● **本文**:
^^^^^^^^^^^^^^^^

一方、番組はオダネルの使っていたカメラを特定。単焦点のそのレンズがどういう画角で撮影したのかを3Dコンピュータを使って割り出し、撮影地点と撮影時の天気(フラッシュを焚いたと思われることから)を割り出す。更に少年の足元にある電線のようなものを、鉄道の信号用ケーブルと特定し、国鉄長崎本線沿線の長崎駅寄り、という地名まで探り当てることが出来る。さらに写真が撮られたと推察される場所には当時焼き場があったこと、加えてその地区には戦後、戦争孤児、被爆孤児を保護した養護施設があったことまで分かってくる。

番組は少年の写真を追う過程から、当時その養護施設で育った人物にインタビュー。当時の悲惨な状況の証言を得る事に成功した。(特に銭田さんの言葉、妹の死に対する涙が印象的だった)あの焼き場に立つ少年もこの施設にいたのだろうか。記録はないという。米軍カメラマンは軍務としての占領の様子や日本の軍備解体の様子を記録していたはず。その彼がなぜ少年を撮影したのか。127枚の写真を検証すると、長崎に行った時点から被写体に少年らの写真が多くなることを突き止める。そしてオダネル(故人)がかつて「アメリカ国民の間には原爆投下が多くの米国人や日本人を救ったという意見があるのは承知している。だが、原爆は何の役にも立たなかった。多くの市民を虐殺しただけだ」と語る証言を手に入れる。現場を訪れ悲惨な状況を目の当たりにした人だけが語ることが出来る重い言葉であろう。

^^^^^^^^^^^^^^^^

[いくつかの記録]
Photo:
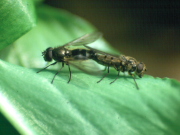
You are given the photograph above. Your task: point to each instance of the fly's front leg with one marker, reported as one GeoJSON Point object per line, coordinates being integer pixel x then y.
{"type": "Point", "coordinates": [57, 72]}
{"type": "Point", "coordinates": [69, 72]}
{"type": "Point", "coordinates": [104, 69]}
{"type": "Point", "coordinates": [104, 75]}
{"type": "Point", "coordinates": [46, 67]}
{"type": "Point", "coordinates": [134, 79]}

^^^^^^^^^^^^^^^^

● **課題**:
**a)** オダネルの写真をめぐる文章から、「一方、番組はオダネルの使って」で始まり「あったことまで分かってくる。」で終わる部分をそのまま書き写せ。
**b)** 次の(i)〜(iii)がオダネルの写真をめぐる文章と合うかどうかを、はいかいいえで答えよ。それぞれ、判断の根拠となる語句を文章からそのまま引用すること。
(i) 番組はオダネルの使っていたカメラを特定した。
(ii) 少年が当時その養護施設にいたという記録が見つかった。
(iii) 127枚の写真を検証すると、長崎に行った時点から少年らの写真が多くなる。
**c)** オダネルの写真をめぐる文章を、最後の文の後から書き継いでください。
これらの記録は本文の内容とは無関係である。

● **解答**:
**a)**
一方、番組はオダネルの使っていたカメラを特定。単焦点のそのレンズがどういう画角で撮影したのかを3Dコンピュータを使って割り出し、撮影地点と撮影時の天気(フラッシュを焚いたと思われることから)を割り出す。更に少年の足元にある電線のようなものを、鉄道の信号用ケーブルと特定し、国鉄長崎本線沿線の長崎駅寄り、という地名まで探り当てることが出来る。さらに写真が撮られたと推察される場所には当時焼き場があったこと、加えてその地区には戦後、戦争孤児、被爆孤児を保護した養護施設があったことまで分かってくる。

**b)**
(i) はい。「番組はオダネルの使っていたカメラを特定」
(ii) いいえ。「記録はないという」
(iii) はい。「長崎に行った時点から被写体に少年らの写真が多くなることを突き止める」

**c)**
「焼き場に立つ少年」は、亡くなった弟を背中に背負い、焼き場で順番を待つ。唇を一直線に噛み締め気をつけをする表情は、自分以外に弟を弔う人もなく、親兄弟もみな爆死しいなくなり明日からの生活について決心をした幼い決意が表れている。番組で証言した当時を知る被爆者は、当時の少年は皆このように生きるのに必死だった、緊張していなければ生きていけなかったと語る。また撮影者オダネルも帰国後の手記「トランクの中の日本」で、この少年の火葬に臨む様子を書き記している。(いつどこでとは書かれていない)

長崎放送局が3年がかりで取材したこの番組は、最新科学を駆使しつつも、足で稼ぐ地道な取材も重ねて、一枚の写真の後ろにある「戦争の悲惨さ」を具体的にあぶり出すことに成功していた。労作であり、力作だった。そしてそれらを制作したのが若手の報道マンであったのも貴重なことだ。先述のように当時を知る人はいつまでも生きていない。報道メディアは今のうちに戦争の実態を記録し、次に繋げる作業をしていかなければならない。

番組は以下のようなコメントで締めくくられる。「弟の遺体を背負い唇をかみしめる少年の姿は、戦争に最も翻弄されるのは誰なのか静かに問いかけています」。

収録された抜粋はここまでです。